- _Task details_: Starting at the top of the listing, extract every line up to and including the one with "Target: neighboring building". Pictures stay out of the copy.

- _Working data_:
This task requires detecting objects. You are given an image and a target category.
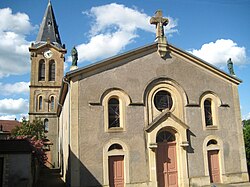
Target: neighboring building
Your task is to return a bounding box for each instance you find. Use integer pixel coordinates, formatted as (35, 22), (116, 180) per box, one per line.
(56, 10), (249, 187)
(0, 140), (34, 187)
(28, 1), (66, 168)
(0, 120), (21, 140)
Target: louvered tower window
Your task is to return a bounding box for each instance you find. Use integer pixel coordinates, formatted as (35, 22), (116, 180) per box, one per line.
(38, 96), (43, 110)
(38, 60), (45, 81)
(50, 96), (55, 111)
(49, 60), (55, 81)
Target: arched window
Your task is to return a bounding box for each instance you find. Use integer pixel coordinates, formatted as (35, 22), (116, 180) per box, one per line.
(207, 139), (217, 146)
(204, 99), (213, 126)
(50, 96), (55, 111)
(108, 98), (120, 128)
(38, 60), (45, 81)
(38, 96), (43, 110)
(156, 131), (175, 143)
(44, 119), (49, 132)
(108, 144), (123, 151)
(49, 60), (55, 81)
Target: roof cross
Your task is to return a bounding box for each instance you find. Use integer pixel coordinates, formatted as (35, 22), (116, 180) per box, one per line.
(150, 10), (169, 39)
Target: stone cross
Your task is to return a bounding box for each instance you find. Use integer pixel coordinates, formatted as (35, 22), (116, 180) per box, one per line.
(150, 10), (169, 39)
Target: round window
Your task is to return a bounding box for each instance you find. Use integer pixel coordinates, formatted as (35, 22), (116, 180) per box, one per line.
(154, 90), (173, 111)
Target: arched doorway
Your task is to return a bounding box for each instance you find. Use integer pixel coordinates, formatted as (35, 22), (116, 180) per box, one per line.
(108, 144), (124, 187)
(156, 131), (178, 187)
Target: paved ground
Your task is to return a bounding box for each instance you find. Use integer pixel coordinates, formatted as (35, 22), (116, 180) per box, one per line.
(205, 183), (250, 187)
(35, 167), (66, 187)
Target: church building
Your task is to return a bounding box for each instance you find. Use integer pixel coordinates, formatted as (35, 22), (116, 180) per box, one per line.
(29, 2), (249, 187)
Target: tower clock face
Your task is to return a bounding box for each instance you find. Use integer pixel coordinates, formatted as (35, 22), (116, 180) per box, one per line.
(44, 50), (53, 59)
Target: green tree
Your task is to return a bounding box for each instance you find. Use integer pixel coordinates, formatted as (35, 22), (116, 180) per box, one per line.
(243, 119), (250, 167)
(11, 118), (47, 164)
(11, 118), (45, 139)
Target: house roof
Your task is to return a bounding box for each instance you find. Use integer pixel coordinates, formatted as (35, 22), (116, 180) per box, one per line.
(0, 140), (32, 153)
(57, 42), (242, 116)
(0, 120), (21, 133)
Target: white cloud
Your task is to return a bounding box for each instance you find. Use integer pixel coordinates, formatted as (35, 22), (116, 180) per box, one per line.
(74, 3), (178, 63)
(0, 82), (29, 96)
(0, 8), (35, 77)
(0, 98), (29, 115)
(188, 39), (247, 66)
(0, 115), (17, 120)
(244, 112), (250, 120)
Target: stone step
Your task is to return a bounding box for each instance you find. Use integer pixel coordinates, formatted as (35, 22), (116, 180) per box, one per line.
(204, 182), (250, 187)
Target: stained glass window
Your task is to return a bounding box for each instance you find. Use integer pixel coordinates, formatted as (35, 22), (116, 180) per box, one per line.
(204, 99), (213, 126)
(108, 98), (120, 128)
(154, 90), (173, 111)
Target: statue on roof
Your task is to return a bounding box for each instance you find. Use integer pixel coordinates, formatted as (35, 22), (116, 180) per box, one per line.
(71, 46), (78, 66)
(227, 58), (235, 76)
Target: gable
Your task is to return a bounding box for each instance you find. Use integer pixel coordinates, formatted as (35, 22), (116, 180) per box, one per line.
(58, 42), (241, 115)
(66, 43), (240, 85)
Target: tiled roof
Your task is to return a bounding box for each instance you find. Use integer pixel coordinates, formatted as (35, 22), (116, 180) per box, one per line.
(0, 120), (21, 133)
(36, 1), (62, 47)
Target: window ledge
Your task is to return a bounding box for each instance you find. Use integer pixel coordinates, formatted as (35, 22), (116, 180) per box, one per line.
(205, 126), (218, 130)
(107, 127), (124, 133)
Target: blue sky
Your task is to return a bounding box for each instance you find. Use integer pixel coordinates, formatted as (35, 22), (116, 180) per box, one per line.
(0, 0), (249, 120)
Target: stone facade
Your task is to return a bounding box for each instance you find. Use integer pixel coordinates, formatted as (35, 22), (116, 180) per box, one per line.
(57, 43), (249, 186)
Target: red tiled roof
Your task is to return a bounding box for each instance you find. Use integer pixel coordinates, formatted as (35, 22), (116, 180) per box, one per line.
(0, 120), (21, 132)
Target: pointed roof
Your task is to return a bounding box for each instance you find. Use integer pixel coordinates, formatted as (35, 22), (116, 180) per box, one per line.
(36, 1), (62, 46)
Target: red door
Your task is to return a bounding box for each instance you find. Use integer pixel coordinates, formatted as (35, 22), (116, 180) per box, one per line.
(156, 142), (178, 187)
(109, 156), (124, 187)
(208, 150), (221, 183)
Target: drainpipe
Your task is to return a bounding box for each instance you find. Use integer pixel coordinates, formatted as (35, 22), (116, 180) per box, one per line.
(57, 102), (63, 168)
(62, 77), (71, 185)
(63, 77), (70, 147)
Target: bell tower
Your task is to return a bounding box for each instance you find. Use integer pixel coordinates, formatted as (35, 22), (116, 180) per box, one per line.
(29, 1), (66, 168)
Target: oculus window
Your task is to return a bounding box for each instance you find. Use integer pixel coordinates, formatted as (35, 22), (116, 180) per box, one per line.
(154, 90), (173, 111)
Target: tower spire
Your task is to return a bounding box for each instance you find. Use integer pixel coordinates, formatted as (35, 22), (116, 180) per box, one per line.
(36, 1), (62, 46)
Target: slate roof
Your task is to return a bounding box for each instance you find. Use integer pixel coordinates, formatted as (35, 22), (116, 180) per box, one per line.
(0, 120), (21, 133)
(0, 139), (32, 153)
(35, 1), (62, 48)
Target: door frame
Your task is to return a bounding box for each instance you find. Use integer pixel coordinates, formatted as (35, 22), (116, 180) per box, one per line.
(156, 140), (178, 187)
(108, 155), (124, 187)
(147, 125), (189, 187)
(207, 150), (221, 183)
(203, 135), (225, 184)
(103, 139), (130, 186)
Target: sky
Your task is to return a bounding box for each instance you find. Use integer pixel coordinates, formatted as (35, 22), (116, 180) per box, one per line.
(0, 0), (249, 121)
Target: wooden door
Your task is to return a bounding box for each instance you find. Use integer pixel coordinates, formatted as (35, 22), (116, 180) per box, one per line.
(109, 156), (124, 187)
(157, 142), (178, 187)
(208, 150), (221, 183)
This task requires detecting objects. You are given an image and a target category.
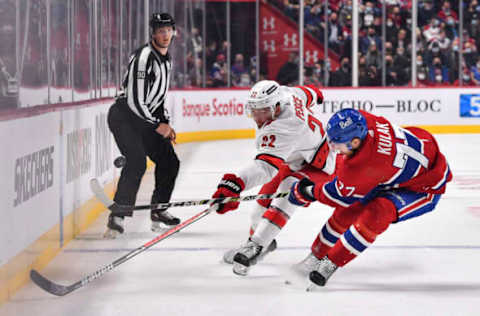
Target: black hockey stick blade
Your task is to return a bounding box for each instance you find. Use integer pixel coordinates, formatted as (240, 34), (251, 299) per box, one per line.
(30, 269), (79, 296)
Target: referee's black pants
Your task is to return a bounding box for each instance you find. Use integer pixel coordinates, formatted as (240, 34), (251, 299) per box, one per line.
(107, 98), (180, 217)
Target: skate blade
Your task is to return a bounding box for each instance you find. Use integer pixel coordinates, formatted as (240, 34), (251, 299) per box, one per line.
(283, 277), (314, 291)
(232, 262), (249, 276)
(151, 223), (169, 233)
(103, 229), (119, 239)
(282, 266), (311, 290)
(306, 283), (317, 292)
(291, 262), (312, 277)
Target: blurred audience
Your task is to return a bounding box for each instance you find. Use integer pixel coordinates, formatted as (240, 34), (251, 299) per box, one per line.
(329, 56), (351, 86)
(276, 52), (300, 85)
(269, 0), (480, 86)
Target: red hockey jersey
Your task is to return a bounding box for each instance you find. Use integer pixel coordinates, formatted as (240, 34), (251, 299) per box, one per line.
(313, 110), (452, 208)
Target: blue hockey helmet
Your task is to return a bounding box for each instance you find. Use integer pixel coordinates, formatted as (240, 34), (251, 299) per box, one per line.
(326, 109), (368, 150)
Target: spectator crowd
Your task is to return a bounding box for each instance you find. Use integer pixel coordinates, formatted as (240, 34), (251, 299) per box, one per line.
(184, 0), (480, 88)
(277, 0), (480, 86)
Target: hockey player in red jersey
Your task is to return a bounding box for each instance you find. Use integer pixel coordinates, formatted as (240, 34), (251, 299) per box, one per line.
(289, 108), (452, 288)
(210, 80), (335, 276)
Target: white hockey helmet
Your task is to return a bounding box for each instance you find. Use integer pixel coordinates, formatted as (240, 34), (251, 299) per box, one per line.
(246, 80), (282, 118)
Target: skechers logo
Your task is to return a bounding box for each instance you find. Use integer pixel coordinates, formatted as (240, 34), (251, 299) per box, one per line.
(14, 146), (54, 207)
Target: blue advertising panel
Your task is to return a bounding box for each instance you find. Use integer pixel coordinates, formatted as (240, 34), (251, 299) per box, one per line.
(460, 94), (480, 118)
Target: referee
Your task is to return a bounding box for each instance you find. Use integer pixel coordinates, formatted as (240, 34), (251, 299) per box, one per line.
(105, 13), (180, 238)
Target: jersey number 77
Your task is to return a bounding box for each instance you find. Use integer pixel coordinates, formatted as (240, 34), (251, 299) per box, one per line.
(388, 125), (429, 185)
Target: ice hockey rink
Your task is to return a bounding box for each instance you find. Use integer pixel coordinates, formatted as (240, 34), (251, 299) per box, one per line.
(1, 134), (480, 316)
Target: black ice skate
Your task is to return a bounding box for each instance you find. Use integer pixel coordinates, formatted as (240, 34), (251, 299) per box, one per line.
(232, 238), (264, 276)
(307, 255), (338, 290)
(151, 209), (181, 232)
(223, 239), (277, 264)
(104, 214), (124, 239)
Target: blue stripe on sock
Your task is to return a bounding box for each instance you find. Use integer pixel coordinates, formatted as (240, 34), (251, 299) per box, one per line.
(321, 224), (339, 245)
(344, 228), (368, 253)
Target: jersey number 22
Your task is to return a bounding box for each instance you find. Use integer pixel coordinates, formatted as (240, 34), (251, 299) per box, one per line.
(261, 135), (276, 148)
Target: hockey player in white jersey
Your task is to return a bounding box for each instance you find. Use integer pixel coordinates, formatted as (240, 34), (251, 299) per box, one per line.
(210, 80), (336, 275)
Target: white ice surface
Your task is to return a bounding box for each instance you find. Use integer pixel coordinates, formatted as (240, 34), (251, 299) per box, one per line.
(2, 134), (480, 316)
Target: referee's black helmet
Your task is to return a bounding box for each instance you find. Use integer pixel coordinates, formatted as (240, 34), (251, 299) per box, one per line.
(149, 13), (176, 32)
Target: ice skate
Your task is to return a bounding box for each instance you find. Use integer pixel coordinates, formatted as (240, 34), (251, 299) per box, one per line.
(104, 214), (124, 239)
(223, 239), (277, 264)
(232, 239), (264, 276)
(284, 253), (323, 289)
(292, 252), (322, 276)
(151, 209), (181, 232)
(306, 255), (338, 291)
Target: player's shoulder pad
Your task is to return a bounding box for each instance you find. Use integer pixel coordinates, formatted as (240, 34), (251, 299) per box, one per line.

- _Output of the exercise_:
This task requires detecting objects. You are given an image and a target category.
Target: neighboring building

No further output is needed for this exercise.